** Opening Extracted entries block **

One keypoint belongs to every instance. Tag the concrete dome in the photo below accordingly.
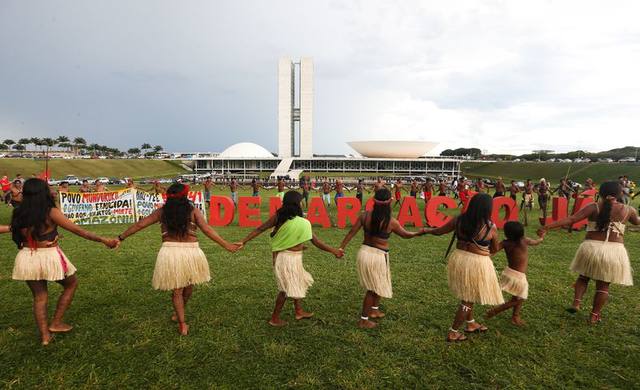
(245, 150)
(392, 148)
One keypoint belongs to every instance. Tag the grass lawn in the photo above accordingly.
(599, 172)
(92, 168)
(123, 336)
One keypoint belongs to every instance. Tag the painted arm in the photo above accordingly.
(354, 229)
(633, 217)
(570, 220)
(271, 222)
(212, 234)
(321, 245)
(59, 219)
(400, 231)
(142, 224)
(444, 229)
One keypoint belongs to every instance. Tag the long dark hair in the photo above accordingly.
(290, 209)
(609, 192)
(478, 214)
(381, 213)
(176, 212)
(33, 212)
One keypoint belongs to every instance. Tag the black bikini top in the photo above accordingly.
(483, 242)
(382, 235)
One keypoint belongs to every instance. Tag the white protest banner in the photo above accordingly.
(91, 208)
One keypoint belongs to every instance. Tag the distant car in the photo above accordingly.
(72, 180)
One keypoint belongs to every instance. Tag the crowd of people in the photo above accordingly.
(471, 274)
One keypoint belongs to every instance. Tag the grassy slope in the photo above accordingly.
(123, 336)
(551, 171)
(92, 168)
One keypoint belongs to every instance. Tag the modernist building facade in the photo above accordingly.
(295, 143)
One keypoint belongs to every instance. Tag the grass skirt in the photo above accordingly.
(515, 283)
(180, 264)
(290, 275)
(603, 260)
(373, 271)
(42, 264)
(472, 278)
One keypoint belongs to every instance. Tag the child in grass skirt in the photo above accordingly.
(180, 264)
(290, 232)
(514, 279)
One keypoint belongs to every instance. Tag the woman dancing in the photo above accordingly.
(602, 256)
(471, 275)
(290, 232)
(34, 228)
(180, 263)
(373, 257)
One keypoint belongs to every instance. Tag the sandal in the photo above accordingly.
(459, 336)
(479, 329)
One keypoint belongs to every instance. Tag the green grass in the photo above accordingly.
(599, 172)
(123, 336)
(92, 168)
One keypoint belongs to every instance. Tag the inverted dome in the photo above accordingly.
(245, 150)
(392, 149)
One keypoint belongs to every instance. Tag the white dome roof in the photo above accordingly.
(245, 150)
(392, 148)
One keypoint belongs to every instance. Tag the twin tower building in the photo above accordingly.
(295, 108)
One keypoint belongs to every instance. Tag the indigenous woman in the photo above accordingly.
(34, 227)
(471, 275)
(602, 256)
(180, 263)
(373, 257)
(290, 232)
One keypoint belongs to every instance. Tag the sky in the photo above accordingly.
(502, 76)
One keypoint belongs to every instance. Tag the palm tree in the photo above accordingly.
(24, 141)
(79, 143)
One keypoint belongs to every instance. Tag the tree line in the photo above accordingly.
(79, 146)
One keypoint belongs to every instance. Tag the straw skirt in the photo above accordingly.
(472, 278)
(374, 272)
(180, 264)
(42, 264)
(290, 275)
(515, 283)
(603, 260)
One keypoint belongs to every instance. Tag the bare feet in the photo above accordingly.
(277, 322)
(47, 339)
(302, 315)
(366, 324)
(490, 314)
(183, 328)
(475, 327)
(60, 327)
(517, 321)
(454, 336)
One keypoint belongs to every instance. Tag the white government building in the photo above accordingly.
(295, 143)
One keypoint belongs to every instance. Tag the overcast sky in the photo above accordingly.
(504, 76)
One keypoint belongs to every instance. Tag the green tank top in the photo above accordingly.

** Closing Extracted entries block **

About this exercise – Copy out all the data above exactly, pictures excluded.

Reply to the task –
One keypoint belongs to every instance. Tag the concrete dome in the photo below accordingly.
(245, 150)
(392, 148)
One keypoint belongs to every instance. Tag the grass lawn in the photo above accordingly.
(599, 172)
(92, 168)
(123, 336)
One keypoint belongs to every instance. Tag the painted arm in the photo above accordingly.
(354, 229)
(633, 217)
(570, 220)
(271, 222)
(212, 234)
(321, 245)
(59, 219)
(400, 231)
(142, 224)
(444, 229)
One keypoint belongs to every instance. Tag the long dark hair in the photo above accordingly.
(290, 209)
(609, 192)
(478, 214)
(381, 213)
(176, 212)
(33, 212)
One keypoint belongs to every instance. Tag the black bikini top in the photo above accordingly.
(483, 242)
(382, 235)
One keypoint belongs to every instance. Tag the white protest banner in the photo above accordingly.
(91, 208)
One keypoint belongs to every instance. Tag the distant car in the photo above accordingly.
(72, 180)
One keypoint belongs to every instance. Tag the crowd of people in the photo above accordingly.
(471, 274)
One keypoint belongs to every instance. Tag the grassy slope in the photo above accordingly.
(123, 336)
(551, 171)
(92, 168)
One keypoint belongs to every instance. Tag the modernist building facade in the photo above accordingly.
(295, 143)
One keypoint belongs to every instance. Tag the grass skirt in the photo above accordingly.
(515, 283)
(180, 264)
(290, 275)
(603, 260)
(373, 271)
(42, 264)
(472, 278)
One keypoint belongs to every instance. Tag the child in grass skirt in the photo above accordingly.
(180, 264)
(290, 232)
(514, 279)
One keypoint belongs to every instance. Tag the woman dancing in the photo above accordingly.
(602, 256)
(471, 275)
(290, 232)
(34, 228)
(180, 263)
(373, 257)
One keypoint belongs to every instance. Tag the sandal in the photo above accordingly.
(459, 336)
(479, 329)
One keypoint belongs to every instance. Tag the green grass in the photo above accordingly.
(599, 172)
(123, 336)
(92, 168)
One keypoint belongs to every instance. Tag the inverted dome in the photo above accordingly.
(245, 150)
(392, 149)
One keypoint belongs to every instance. Tag the white dome roof in the photo above accordingly.
(245, 150)
(392, 148)
One keypoint belongs to every instance. Tag the twin tower building in the photo above accordingly.
(295, 108)
One keypoint belongs to every instance. Tag the indigenous woman in the photo above accordingly.
(34, 227)
(471, 275)
(602, 256)
(180, 263)
(373, 257)
(290, 232)
One keypoint belongs to every instance. Tag the sky in the photo above accordingly.
(502, 76)
One keypoint belongs to every instance. Tag the palm tree in the photo above accordingly.
(24, 141)
(79, 143)
One keypoint belongs to every instance. Tag the tree line in the photo above accordingly.
(79, 146)
One keypoint belongs to every instance. Tag the straw skirt in the photo above accordingly.
(472, 278)
(374, 272)
(180, 264)
(42, 264)
(290, 275)
(515, 283)
(603, 260)
One keypoint belongs to every instance. Tag the bare feet in the photo above accordingly.
(277, 322)
(47, 339)
(302, 315)
(366, 324)
(490, 314)
(183, 328)
(475, 327)
(60, 327)
(517, 321)
(454, 336)
One keypoint belongs to every instance. Tag the white government building in the photo above accordingly.
(295, 143)
One keypoint belongs to every instance. Tag the overcast sky in the photo above accordingly.
(504, 76)
One keypoint belongs to every instance. Tag the green tank top in the photo above accordingly.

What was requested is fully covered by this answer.